#### [What you are asked to do]
Among the records, find the lines that hold the string "below" and return them.

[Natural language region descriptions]
################

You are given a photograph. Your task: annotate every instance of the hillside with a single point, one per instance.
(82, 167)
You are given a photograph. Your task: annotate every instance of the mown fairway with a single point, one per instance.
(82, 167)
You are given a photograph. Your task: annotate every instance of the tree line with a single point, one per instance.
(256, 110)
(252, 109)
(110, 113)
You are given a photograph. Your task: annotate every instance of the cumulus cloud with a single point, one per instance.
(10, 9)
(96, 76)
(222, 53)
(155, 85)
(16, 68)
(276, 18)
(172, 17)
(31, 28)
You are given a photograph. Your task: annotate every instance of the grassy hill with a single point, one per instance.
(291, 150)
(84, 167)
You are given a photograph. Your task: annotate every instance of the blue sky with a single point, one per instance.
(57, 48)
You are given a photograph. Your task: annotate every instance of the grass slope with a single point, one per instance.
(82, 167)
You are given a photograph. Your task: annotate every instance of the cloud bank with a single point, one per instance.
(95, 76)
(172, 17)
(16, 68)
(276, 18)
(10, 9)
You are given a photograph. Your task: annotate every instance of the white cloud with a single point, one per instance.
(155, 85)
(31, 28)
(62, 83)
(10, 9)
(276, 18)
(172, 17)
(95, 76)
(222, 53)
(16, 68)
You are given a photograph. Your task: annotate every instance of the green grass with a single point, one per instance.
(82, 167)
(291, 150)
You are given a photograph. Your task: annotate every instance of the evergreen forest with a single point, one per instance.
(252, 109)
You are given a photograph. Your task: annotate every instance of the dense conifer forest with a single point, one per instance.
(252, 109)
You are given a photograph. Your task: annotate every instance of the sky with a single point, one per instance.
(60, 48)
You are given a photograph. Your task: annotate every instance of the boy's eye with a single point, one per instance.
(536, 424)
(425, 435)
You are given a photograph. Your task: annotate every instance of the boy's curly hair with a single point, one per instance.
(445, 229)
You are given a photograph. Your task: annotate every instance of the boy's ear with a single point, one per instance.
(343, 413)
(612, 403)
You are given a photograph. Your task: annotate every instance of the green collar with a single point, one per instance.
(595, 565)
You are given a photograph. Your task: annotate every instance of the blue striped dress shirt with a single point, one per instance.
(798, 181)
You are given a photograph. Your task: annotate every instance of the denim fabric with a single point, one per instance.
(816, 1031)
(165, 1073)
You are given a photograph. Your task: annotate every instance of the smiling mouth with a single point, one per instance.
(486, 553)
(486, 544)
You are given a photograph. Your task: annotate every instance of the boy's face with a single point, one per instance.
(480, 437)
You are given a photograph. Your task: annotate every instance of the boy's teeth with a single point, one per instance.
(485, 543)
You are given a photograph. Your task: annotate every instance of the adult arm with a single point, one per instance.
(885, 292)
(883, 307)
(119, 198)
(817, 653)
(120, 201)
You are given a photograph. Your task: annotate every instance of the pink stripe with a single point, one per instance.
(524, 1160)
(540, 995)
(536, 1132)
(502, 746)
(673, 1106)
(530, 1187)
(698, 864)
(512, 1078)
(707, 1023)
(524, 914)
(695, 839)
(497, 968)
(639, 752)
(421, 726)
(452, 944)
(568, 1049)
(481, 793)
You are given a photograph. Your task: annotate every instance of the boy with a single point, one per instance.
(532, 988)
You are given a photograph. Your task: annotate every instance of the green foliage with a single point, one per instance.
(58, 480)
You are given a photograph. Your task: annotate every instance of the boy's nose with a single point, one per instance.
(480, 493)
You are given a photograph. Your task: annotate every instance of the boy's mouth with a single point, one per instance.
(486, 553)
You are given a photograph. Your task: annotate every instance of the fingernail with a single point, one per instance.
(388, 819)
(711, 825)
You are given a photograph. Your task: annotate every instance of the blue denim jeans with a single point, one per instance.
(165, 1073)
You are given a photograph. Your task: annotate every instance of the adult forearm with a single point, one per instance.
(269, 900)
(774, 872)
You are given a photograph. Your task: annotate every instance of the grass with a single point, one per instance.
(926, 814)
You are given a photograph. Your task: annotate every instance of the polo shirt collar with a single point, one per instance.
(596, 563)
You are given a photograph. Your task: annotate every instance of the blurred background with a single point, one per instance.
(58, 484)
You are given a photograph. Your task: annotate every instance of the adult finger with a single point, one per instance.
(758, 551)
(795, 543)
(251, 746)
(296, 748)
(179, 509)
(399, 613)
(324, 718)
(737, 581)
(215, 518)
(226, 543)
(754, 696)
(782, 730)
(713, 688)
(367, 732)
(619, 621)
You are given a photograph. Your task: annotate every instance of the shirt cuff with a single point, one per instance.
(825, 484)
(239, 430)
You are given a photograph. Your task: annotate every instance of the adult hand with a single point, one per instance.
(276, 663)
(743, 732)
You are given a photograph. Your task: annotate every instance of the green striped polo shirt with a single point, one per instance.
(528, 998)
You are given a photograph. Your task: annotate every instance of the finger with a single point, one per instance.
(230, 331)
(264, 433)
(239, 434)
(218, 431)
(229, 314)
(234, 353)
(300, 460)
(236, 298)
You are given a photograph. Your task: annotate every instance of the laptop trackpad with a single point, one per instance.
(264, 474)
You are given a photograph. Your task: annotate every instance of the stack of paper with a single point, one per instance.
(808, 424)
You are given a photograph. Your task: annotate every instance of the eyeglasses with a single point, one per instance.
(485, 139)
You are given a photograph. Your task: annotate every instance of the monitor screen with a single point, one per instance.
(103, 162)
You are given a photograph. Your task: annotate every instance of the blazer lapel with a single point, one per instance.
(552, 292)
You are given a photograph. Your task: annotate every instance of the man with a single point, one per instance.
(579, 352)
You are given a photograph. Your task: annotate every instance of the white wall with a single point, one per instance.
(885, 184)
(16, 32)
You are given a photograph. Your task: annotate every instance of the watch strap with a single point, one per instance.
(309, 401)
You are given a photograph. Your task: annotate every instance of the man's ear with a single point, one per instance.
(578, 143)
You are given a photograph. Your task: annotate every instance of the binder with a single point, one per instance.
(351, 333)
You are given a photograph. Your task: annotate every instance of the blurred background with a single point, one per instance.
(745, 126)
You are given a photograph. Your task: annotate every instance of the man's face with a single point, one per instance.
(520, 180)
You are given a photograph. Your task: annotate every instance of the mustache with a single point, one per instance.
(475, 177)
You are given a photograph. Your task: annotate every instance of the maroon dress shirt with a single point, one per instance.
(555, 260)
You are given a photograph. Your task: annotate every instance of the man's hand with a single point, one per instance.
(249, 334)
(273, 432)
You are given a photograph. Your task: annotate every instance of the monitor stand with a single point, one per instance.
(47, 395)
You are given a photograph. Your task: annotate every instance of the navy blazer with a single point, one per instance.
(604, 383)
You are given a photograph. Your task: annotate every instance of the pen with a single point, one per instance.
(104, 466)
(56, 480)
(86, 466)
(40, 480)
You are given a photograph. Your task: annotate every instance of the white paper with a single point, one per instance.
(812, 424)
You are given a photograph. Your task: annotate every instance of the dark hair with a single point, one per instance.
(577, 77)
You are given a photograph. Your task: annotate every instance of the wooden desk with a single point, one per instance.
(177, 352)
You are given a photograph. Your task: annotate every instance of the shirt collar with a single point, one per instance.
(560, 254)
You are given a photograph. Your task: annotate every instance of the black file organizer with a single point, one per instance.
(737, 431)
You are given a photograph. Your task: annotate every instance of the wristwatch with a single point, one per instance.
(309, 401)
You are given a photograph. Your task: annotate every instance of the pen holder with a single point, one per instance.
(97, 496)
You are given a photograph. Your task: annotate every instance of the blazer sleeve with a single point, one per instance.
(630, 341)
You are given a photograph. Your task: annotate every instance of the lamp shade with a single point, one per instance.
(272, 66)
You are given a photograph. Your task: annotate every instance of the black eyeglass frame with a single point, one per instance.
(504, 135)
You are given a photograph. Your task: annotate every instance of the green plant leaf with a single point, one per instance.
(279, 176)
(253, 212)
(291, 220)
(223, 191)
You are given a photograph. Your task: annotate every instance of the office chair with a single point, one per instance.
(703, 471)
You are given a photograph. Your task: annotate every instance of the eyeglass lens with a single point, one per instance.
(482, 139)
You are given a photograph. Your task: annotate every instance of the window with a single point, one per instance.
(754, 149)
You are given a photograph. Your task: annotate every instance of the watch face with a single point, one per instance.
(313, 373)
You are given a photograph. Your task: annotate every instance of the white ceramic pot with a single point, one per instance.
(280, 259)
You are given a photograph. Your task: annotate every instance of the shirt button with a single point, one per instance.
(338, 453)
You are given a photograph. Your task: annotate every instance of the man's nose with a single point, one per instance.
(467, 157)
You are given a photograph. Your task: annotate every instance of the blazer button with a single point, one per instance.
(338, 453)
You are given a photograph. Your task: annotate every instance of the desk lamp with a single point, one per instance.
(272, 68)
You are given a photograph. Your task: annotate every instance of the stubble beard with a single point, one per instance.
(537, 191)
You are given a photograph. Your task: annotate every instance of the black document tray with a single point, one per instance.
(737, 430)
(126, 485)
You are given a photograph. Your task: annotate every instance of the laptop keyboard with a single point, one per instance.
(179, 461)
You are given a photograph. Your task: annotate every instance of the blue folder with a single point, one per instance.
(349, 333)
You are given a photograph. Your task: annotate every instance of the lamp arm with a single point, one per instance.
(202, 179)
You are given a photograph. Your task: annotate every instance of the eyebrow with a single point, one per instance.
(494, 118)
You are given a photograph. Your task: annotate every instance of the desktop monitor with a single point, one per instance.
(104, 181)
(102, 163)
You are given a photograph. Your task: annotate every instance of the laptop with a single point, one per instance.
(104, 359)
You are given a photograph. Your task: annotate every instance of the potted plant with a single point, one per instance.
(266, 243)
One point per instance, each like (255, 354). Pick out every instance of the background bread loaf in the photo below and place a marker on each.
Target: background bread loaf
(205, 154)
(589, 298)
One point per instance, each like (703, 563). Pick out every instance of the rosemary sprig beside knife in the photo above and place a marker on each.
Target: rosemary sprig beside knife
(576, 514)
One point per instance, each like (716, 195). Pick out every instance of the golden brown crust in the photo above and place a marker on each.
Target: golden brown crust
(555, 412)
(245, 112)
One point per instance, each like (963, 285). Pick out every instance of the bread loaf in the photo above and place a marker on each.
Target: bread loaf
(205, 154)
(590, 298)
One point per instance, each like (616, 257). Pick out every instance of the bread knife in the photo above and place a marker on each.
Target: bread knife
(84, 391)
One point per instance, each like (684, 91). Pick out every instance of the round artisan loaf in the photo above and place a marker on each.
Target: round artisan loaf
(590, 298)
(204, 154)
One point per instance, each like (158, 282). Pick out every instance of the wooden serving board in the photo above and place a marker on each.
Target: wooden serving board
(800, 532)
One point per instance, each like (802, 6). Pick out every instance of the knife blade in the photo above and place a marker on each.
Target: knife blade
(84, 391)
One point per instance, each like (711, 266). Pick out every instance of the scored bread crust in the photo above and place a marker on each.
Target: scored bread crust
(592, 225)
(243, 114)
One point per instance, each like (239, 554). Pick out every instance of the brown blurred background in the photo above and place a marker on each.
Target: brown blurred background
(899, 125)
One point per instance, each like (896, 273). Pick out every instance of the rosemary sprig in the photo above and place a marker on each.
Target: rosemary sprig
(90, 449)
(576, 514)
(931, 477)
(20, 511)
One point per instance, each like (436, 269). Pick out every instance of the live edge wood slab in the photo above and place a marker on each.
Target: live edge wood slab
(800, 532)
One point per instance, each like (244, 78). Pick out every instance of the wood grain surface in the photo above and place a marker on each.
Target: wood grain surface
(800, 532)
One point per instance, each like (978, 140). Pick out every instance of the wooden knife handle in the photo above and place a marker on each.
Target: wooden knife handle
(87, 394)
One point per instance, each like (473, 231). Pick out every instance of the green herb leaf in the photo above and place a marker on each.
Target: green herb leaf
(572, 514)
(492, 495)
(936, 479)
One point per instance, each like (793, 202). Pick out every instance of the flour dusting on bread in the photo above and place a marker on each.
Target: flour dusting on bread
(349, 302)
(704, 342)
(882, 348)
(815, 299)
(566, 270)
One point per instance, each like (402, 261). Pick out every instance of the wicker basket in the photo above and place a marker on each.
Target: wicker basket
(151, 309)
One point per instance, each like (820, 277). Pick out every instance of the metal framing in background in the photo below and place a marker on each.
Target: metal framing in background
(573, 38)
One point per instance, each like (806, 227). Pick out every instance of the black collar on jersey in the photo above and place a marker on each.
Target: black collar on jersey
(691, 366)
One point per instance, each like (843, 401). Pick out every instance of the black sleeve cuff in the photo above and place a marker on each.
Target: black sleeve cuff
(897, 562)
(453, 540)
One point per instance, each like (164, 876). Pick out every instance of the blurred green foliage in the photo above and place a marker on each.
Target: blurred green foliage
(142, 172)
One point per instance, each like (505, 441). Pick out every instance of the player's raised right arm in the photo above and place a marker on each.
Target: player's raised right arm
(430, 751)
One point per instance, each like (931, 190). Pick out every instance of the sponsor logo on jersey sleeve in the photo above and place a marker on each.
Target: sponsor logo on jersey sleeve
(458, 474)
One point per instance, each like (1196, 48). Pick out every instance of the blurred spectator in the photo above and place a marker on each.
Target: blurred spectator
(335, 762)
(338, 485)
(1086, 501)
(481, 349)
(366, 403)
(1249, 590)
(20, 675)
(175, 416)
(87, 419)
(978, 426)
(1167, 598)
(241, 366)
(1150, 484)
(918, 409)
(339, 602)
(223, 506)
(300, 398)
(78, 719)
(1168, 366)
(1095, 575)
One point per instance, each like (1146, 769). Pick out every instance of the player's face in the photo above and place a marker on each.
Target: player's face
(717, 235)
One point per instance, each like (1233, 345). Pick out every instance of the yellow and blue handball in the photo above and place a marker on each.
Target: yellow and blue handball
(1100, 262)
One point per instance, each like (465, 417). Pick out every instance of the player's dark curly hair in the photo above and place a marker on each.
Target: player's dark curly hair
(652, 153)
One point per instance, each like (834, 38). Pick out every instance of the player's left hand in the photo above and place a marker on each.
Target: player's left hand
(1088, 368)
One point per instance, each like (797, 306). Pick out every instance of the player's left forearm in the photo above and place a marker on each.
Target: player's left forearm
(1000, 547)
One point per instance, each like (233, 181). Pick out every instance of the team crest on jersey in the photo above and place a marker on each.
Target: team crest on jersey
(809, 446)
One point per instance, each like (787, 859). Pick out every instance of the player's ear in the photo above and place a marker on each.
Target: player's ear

################

#### [Exercise answer]
One point per instance, each like (255, 354). Pick out every instance of the background bread loaf in the photo below and place a marker on each.
One point per instance, each like (820, 277). Pick out every instance of the metal framing in background in the photo below and place a marker on each.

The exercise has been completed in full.